#### WHAT IS REQUIRED
Please write out each entry exactly as it appears.

---------- LISTED RECORDS ----------

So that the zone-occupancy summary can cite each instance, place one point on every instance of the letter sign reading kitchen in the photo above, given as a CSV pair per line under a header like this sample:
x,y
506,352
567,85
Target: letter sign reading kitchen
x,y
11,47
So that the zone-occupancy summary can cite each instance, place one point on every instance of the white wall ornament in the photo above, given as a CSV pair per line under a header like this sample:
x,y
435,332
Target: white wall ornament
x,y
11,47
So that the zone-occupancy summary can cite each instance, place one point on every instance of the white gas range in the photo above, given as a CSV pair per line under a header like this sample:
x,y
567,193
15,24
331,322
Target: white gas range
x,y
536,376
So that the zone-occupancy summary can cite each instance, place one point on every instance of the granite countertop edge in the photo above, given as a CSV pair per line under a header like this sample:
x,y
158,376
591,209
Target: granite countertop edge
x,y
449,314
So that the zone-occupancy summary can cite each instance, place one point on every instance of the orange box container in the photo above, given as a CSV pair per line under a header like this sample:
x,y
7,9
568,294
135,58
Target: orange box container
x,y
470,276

----------

#### TASK SOLUTION
So that the zone-occupancy summary can cite each instance, place one point on every instance of the letter sign reading kitchen in the photo above, given as a CSV pair per line under a header like this sample:
x,y
506,352
567,85
Target: letter sign reading kitchen
x,y
11,47
So that the zone-occupancy summary can cite each instance, place one point on every instance of the white wall ornament in the photo above, given as a CSV pair per line under a header like this sample:
x,y
435,332
Target: white wall ornament
x,y
11,47
So that the zone-occupancy summary can cite each instance, place one point on every instance of the white gas range in the photo above, given as a CSV pair per line under a header like this sample:
x,y
567,193
15,24
331,322
Target: white gas range
x,y
536,376
So that the zone-occupancy summary can cite each instance, place one point on every instance of the granite countertop edge in the photo above, given as a CSV pair per line under a header like this sample:
x,y
158,376
591,209
Target: granite countertop edge
x,y
449,314
So that the zone-occupancy summary can cite each instance, place one point on every instance of the orange box container in the photo above, given as a CSV pair per line under a header like this sample:
x,y
7,9
568,294
135,58
Target: orange box container
x,y
470,276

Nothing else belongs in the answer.